(Point annotation dataset records)
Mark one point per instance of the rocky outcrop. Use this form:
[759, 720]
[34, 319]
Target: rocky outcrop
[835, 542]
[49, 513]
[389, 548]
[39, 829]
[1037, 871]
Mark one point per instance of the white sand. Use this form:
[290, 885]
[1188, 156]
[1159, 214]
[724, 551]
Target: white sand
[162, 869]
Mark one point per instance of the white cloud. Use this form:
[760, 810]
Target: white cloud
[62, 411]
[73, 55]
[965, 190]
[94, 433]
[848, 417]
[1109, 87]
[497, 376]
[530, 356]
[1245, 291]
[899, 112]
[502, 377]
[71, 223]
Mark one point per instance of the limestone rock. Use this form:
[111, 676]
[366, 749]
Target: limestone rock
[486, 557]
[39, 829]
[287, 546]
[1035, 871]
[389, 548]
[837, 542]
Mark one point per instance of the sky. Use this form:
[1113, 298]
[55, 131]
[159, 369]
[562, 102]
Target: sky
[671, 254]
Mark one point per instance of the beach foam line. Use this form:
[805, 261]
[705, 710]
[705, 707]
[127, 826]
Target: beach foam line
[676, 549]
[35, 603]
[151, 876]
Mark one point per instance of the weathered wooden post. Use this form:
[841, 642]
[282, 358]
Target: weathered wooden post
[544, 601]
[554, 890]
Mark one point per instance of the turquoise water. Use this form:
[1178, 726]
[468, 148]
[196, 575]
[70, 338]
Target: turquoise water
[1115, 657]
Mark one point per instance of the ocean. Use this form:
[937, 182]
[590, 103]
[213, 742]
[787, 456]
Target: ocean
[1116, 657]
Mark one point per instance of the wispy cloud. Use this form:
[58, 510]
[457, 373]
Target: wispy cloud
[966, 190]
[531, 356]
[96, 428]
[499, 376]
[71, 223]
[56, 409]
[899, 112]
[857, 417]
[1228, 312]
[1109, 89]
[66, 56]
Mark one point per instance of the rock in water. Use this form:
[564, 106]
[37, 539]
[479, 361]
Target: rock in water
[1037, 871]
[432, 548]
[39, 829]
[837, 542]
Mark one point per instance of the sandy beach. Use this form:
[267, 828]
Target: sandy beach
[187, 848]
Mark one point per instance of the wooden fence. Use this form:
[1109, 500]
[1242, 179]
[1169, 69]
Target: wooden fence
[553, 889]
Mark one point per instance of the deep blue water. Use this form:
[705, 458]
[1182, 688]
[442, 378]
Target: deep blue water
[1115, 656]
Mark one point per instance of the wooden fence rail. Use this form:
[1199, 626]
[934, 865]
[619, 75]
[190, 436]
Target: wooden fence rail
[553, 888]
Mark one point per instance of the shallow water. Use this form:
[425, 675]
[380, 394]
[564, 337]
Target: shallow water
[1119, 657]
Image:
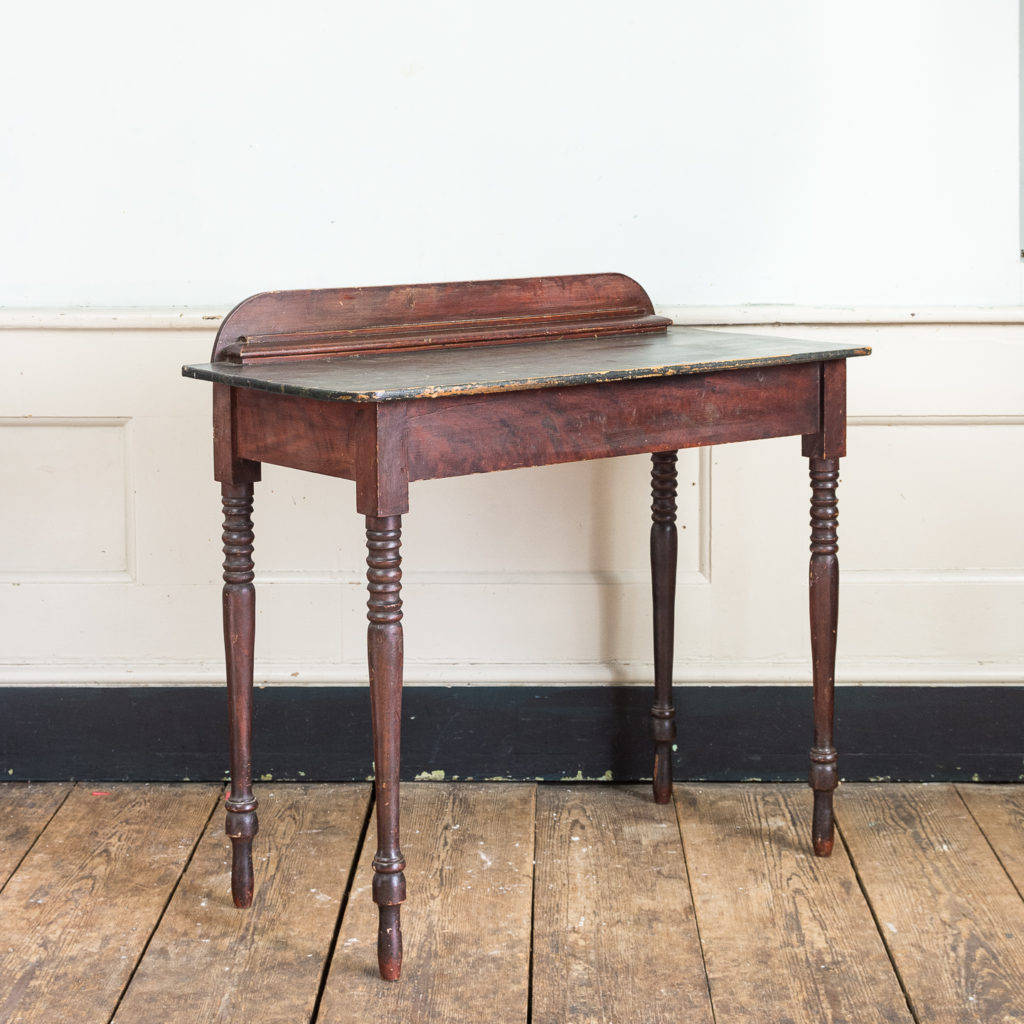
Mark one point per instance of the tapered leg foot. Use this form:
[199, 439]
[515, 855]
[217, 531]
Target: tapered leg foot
[384, 648]
[823, 827]
[241, 827]
[389, 931]
[824, 619]
[664, 548]
[240, 631]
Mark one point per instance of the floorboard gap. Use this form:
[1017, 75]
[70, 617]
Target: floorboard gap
[349, 883]
[39, 836]
[995, 853]
[693, 900]
[878, 925]
[200, 833]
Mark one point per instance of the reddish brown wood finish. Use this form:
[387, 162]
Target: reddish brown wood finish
[382, 439]
[240, 633]
[309, 325]
[384, 649]
[823, 450]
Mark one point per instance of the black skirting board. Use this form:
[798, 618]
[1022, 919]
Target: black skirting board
[550, 733]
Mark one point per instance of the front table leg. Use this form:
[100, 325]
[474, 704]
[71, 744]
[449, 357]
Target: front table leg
[240, 630]
[384, 647]
[664, 548]
[824, 619]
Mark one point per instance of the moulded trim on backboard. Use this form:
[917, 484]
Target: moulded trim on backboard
[699, 574]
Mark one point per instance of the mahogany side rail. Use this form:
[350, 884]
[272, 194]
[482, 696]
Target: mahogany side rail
[387, 385]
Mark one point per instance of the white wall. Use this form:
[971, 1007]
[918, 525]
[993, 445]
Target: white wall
[724, 154]
[727, 152]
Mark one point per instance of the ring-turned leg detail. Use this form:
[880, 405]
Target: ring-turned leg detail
[664, 553]
[384, 646]
[240, 630]
[824, 619]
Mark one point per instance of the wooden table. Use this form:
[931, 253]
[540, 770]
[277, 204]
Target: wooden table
[387, 385]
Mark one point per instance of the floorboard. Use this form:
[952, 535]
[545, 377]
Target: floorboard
[949, 914]
[212, 962]
[554, 904]
[999, 813]
[610, 889]
[466, 924]
[25, 809]
[80, 909]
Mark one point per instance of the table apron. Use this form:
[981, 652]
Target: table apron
[477, 434]
[463, 434]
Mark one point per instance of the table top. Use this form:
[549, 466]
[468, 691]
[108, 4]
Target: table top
[519, 367]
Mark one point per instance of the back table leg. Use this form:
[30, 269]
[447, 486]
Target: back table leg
[664, 548]
[240, 631]
[384, 646]
[824, 619]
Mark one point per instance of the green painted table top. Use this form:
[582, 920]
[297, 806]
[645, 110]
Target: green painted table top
[518, 367]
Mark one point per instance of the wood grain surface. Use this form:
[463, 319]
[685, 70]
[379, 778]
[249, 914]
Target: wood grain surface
[998, 810]
[950, 916]
[466, 923]
[25, 809]
[212, 962]
[786, 936]
[610, 891]
[80, 910]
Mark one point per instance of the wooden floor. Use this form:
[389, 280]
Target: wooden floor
[550, 904]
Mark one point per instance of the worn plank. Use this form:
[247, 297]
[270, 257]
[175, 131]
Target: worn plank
[467, 921]
[999, 812]
[786, 936]
[610, 890]
[80, 908]
[950, 916]
[25, 809]
[210, 961]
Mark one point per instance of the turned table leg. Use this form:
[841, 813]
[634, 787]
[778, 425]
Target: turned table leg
[384, 646]
[664, 548]
[240, 630]
[824, 617]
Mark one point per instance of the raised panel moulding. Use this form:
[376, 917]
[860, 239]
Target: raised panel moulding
[49, 538]
[208, 318]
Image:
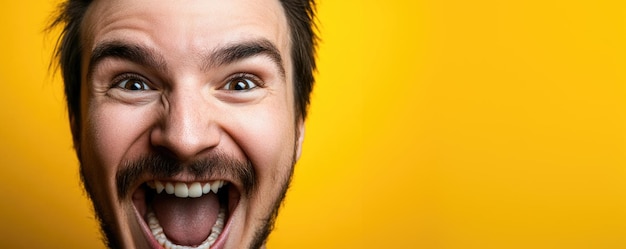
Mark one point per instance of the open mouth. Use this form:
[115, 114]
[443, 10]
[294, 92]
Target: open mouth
[184, 215]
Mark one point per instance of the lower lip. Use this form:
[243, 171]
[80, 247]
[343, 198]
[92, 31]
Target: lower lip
[219, 243]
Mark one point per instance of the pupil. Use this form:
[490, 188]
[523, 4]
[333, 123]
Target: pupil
[240, 86]
[135, 86]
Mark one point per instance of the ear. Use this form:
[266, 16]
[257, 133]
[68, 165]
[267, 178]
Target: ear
[299, 137]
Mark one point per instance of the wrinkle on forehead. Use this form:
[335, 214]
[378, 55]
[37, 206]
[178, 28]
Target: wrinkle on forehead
[187, 26]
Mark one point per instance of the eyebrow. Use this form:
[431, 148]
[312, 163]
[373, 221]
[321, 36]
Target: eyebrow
[240, 51]
[150, 58]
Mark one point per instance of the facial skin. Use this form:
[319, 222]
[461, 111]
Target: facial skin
[185, 92]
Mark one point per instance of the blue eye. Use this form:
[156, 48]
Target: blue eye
[240, 84]
[134, 84]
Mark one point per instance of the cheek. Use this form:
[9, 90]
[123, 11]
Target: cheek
[267, 136]
[114, 133]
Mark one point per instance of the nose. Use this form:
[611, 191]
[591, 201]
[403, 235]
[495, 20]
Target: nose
[187, 128]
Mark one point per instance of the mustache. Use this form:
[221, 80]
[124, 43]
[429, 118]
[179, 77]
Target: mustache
[159, 166]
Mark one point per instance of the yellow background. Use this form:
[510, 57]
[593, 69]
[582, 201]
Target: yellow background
[434, 124]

OBJECTIVE: Write the lines above out again exactly, without any of their pictures.

ANSWER TO THE EXERCISE:
Mark one point per instance of the rocky outcrop. Use this form:
[759, 720]
[34, 319]
Target: rocky outcrop
[835, 542]
[49, 513]
[389, 548]
[39, 829]
[1037, 871]
Mark one point per instance of the white sand. Use this form:
[290, 885]
[1188, 156]
[1159, 214]
[724, 551]
Target: white sand
[162, 869]
Mark one point per instance of the white cloud. Use this form:
[760, 810]
Target: white cloud
[62, 411]
[73, 55]
[965, 190]
[94, 433]
[848, 417]
[1109, 87]
[497, 376]
[530, 356]
[1245, 291]
[899, 112]
[502, 377]
[71, 223]
Mark one point per instance of the limestone rock. Use this form:
[111, 676]
[366, 749]
Target: limestone rock
[486, 557]
[39, 829]
[287, 546]
[1035, 871]
[389, 548]
[837, 542]
Mark one point per instance of the sky. Use this form:
[1113, 298]
[55, 131]
[159, 369]
[562, 102]
Target: sky
[671, 254]
Mark one point per instance of the beach foam line. Use this form:
[805, 261]
[705, 710]
[705, 707]
[127, 826]
Target: beach foam line
[676, 549]
[35, 603]
[151, 876]
Mark one point per instance of the weathered wooden post. Use this form:
[841, 642]
[282, 358]
Target: weathered wooden post
[544, 601]
[554, 890]
Mark one point per instance of the turquoise water. Use this form:
[1178, 726]
[468, 148]
[196, 575]
[70, 338]
Target: turquoise water
[1115, 657]
Mark one point per instance of the ocean. Use this form:
[937, 182]
[590, 103]
[213, 742]
[787, 456]
Target: ocean
[1116, 657]
Mark one point per instance of the wispy cloud. Use this form:
[58, 510]
[457, 373]
Target: wispy cloud
[966, 190]
[531, 356]
[96, 428]
[499, 376]
[71, 223]
[56, 409]
[899, 112]
[857, 417]
[1228, 312]
[1109, 89]
[66, 56]
Mark one point per instance of the rock in water. Use this form:
[564, 106]
[37, 539]
[479, 361]
Target: rock in water
[1037, 871]
[432, 548]
[39, 829]
[837, 542]
Mark one point per instance of the sandy beach. Use this form:
[267, 828]
Target: sandy beach
[187, 848]
Mark one point per instance of the wooden fence. Use this form:
[1109, 500]
[1242, 179]
[1169, 69]
Target: wooden fence
[553, 889]
Mark one point per instance of the deep blue water. Use this form:
[705, 458]
[1182, 688]
[442, 378]
Target: deep blue water
[1115, 656]
Mark one point per instance of the wooden fence rail. Use this form:
[1199, 626]
[934, 865]
[619, 75]
[190, 436]
Target: wooden fence rail
[553, 888]
Mark one point per instance of the shallow water. Use this form:
[425, 675]
[380, 394]
[564, 337]
Target: shallow water
[1119, 657]
Image:
Mark one point per instance of the tapered leg foot. Use this form:
[199, 439]
[515, 855]
[217, 531]
Target: tapered leg foot
[384, 648]
[823, 827]
[241, 827]
[389, 931]
[824, 619]
[664, 548]
[240, 631]
Mark one point per instance of the floorboard gap. Use this form:
[1017, 75]
[70, 617]
Target: floorboard gap
[349, 883]
[39, 836]
[995, 853]
[693, 900]
[878, 925]
[200, 833]
Mark one point per instance of the reddish brown wood finish. Use this form:
[387, 162]
Target: reddish brown wood finish
[382, 439]
[240, 633]
[309, 325]
[384, 649]
[823, 450]
Mark one point per instance of the black skirting board. Use this form:
[798, 618]
[1022, 919]
Target: black skirting board
[550, 733]
Mark one point per instance of the front table leg. Use this form:
[100, 325]
[474, 704]
[71, 744]
[449, 357]
Target: front table leg
[240, 630]
[384, 647]
[664, 548]
[824, 619]
Mark one point per instance of the moulded trim on backboard. Use this form:
[917, 484]
Target: moulded trim on backboard
[699, 574]
Mark one point per instance of the mahogany side rail. Use this form:
[350, 884]
[272, 194]
[482, 696]
Target: mahogany side rail
[387, 385]
Mark one point per instance of the white wall. Use this form:
[971, 1007]
[918, 525]
[993, 445]
Target: white wall
[724, 154]
[727, 152]
Mark one point per instance of the ring-turned leg detail. Use this form:
[880, 405]
Target: ring-turned leg detail
[664, 553]
[384, 646]
[240, 630]
[824, 619]
Mark one point per instance of the wooden table. Use this form:
[931, 253]
[540, 770]
[277, 204]
Target: wooden table
[387, 385]
Mark one point per instance of the floorboard. Use this form:
[952, 535]
[545, 377]
Target: floorboard
[949, 914]
[212, 962]
[554, 904]
[999, 813]
[610, 889]
[466, 924]
[25, 809]
[80, 909]
Mark one point per instance of the table apron. Use this form:
[981, 652]
Target: table apron
[477, 434]
[463, 434]
Mark one point per instance of the table top. Use this form:
[549, 466]
[468, 691]
[108, 4]
Target: table top
[519, 367]
Mark one point per instance of the back table leg. Use this form:
[30, 269]
[447, 486]
Target: back table leg
[664, 548]
[240, 631]
[384, 646]
[824, 619]
Mark one point per instance of the green painted table top. Use this form:
[582, 920]
[297, 806]
[645, 110]
Target: green painted table top
[518, 367]
Mark one point per instance of the wood grain surface. Use this form:
[463, 319]
[685, 70]
[379, 778]
[249, 914]
Target: wood grain surface
[998, 810]
[950, 916]
[466, 923]
[25, 809]
[212, 962]
[786, 936]
[610, 891]
[80, 910]
Mark one point per instance of the wooden floor. Use this form:
[389, 280]
Target: wooden floor
[550, 904]
Mark one point per instance of the worn plank. Use this form:
[247, 297]
[270, 257]
[175, 131]
Target: worn plank
[467, 921]
[999, 812]
[786, 936]
[610, 890]
[80, 908]
[950, 916]
[25, 809]
[210, 961]
Mark one point per instance of the turned table leg. Use this form:
[841, 813]
[634, 787]
[778, 425]
Target: turned table leg
[384, 646]
[664, 548]
[240, 630]
[824, 617]
Mark one point per instance of the raised panel moulding. Use this form:
[376, 917]
[860, 239]
Target: raised panel moulding
[49, 538]
[208, 318]
Image:
Mark one point per instance of the open mouth. Use this form:
[115, 114]
[443, 10]
[294, 92]
Target: open mouth
[184, 215]
Mark one point per instance of the lower lip. Use this form:
[243, 171]
[80, 247]
[343, 198]
[92, 31]
Target: lower lip
[219, 243]
Mark one point per instance of the pupil. Use this form:
[490, 188]
[523, 4]
[333, 123]
Target: pupil
[240, 86]
[135, 86]
Mark one point per instance of the ear. Use this form:
[266, 16]
[257, 133]
[68, 165]
[267, 178]
Target: ear
[299, 137]
Mark one point per instance of the wrinkle on forehead. Use this form:
[335, 214]
[378, 55]
[37, 206]
[178, 28]
Target: wrinkle on forehead
[187, 26]
Mark one point per instance of the eyebrow. Use this form:
[431, 148]
[312, 163]
[373, 221]
[321, 36]
Target: eyebrow
[240, 51]
[150, 58]
Mark one point per instance of the facial skin. Use this form:
[319, 222]
[461, 111]
Target: facial skin
[185, 92]
Mark one point per instance of the blue eye. Use this form:
[156, 48]
Target: blue eye
[240, 84]
[134, 84]
Mark one point per instance of the cheek. Use this form:
[9, 90]
[123, 11]
Target: cheek
[267, 136]
[114, 133]
Mark one point per instance of the nose. Use this form:
[611, 191]
[591, 201]
[403, 235]
[495, 20]
Target: nose
[187, 128]
Mark one point per instance of the mustache. Use this form:
[221, 80]
[124, 43]
[429, 118]
[179, 77]
Target: mustache
[159, 166]
Mark one point per instance of the yellow background. Use this form:
[510, 57]
[593, 69]
[582, 201]
Target: yellow background
[434, 124]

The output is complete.